Rijen voor omtreklabeling
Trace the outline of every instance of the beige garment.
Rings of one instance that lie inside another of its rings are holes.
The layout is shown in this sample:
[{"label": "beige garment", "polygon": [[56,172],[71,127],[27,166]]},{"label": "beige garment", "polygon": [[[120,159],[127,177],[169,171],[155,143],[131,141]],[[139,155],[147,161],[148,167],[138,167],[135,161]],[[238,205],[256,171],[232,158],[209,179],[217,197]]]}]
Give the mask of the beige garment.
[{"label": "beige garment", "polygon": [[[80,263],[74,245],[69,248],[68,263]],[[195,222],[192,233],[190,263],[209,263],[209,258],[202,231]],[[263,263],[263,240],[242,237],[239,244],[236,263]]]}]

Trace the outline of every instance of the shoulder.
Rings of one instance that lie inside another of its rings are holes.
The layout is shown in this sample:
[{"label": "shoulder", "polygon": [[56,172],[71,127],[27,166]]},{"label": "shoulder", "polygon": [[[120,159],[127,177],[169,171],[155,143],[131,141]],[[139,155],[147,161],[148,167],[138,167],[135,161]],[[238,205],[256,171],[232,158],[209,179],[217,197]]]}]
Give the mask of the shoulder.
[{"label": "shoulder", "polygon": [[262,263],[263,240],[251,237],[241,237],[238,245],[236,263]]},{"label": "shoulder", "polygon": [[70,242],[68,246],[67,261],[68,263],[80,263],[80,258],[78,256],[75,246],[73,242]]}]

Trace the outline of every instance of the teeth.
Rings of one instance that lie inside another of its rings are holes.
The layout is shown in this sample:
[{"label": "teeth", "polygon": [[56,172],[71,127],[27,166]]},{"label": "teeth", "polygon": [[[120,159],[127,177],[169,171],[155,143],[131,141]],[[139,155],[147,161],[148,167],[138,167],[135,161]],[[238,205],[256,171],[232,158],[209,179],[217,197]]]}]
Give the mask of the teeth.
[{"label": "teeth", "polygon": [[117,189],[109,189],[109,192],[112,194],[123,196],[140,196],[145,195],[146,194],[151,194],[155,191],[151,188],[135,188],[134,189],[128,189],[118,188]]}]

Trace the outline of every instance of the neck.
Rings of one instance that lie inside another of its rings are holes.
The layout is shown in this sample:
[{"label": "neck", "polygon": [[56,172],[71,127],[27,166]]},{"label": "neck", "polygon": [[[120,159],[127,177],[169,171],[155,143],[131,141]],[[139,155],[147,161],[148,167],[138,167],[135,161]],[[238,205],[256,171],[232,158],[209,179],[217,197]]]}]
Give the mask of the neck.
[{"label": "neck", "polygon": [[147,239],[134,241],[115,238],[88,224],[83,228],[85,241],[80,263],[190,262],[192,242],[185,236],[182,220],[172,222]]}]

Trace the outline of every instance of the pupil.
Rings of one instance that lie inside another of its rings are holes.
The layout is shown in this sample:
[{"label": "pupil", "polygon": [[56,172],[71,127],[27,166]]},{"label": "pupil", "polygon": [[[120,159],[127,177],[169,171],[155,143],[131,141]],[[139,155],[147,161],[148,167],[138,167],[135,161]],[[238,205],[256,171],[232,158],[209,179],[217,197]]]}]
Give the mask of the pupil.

**Gestelde opdracht:** Zet het stuk van het begin van de rijen tot en met de regel met "Give the mask of the beige garment." om in een JSON-lijst van strings, één string per regel. Laat lege regels weg.

**Uitgevoerde opdracht:**
[
  "Trace the outline of every instance of the beige garment.",
  "Rings of one instance that lie inside another of its rings are holes.",
  "The layout is shown in this sample:",
  "[{\"label\": \"beige garment\", \"polygon\": [[56,172],[71,127],[27,166]]},{\"label\": \"beige garment\", \"polygon\": [[[120,159],[127,177],[169,171],[155,143],[131,141]],[[139,155],[147,161],[148,167],[138,167],[135,161]],[[238,205],[256,171],[232,158],[209,179],[217,197]]]}]",
  "Give the mask of the beige garment."
]